## PROBLEM 1
Update the Anna Maria Hussey biography from the words "Thomas Hussey always" through "later botanical studies.", replacing "Tom" with "Thomas".
## PROBLEM 2
Write the next part of the Anna Maria Hussey biography, picking up after its final sentence.

## EXTRACT PROVIDED

======

Hayes (Kent) History

Hussey, Anna Maria née Reed
22 August 1805 – 28 August 1853
Mycologist

Anna Maria was born in 1805 to Revd John Theodore Reed and his wife Anna Maria (née Dayrell).  Her father was Rector of Leckhampstead, Bucks, and always had an interest in science. Anna Maria had four younger sisters and two brothers, the youngest Catherine was born in 1819. One sister died young but with Henrietta, Frances (Fanny) and Catherine (Kate or Kitty) she had a close relationship throughout their lives. Like her sisters, she was a talented painter and Illustrator.

Anna Maria’s father died in 1830 and the following year she married Thomas John Hussey who had just been appointed as Rector of Hayes, Kent. It is unclear how they first met but there are letters from Leckhampstead written by Hussey in 1828.

Thomas Hussey always called her Maria and she referred to him as Tom. After he became a Doctor of Divinity in 1835 she frequently referred to him as the Doctor although he is also referred to as ‘my dear husband’. She shared some of his scientific interests and he helped her with her geological and later botanical studies.

Their daughter Catherine, born in September 1832, only lived  four months but their son John, born 30 August 1833, survived into adulthood. Thomas, born 27 December 1834 died at 18 months and was buried on 10 June 1836, the same day that she gave birth to a daughter also named Anna Maria,

Holiday in Dover 14 July – 12 August  1836 
It was decided that she needed to recuperate and with her baby, three year old son, sister Kate and two nurses she spent a month in Dover.  Her lively diary survives and, apart from concern at one stage about her son John’s health, she seemed to be in a very happy mood, enjoying her explorations and following up her interest in geology. It was here she seems to have developed the interest in botany that later led to the production of two magnificently illustrated compilations of funguses. 

Her husband Thomas  saw the family safely installed in Dover and spent a day with them before he returned to Hayes. On their walk beneath the cliffs ‘the doctor was as happy, turning over the chalk, and poking about, as a school-boy – it was very very long since I had enjoyed anything so much as this ramble’. She was also delighted when he returned a couple of weeks later to greet them on a surprise visit and he also met them on their way home in August where Maria wrote “home looked all the lovelier for the absence and change of scene’.

======

Records from a dataset:
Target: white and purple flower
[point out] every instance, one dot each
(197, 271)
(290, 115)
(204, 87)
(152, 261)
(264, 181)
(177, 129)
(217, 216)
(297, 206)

======

## FINAL RESULT 1
Thomas Hussey always called her Maria and she referred to him as Thomas. After he became a Doctor of Divinity in 1835 she frequently referred to him as the Doctor although he is also referred to as ‘my dear husband’. She shared some of his scientific interests and he helped her with her geological and later botanical studies.

## FINAL RESULT 2
By 1841 Anna Maria had given birth to another daughter whom she named Dorothea. They had five servants, three of whom were from the same family. When her daughters were old enough a governess was employed. In 1916, fifty years after she had left Hayes, her daughter Anna wrote down her memories of the school room made in the former observatory and drew an approximate sketch.  The bedroom was where the curate slept.

Recording her finds of funguses
Anna Maria also used this room to dissect and paint the different funguses she found in the neighbourhood.  She communicated with the leading mycologist of the day, Revd Miles Joseph Berkeley, to seek his advice on classification, and sent him samples of her finds, often sending them with Miss Wilhelmina Traill of Hayes Place.  Miss Traill also let her use her greenhouse for some of her experiments.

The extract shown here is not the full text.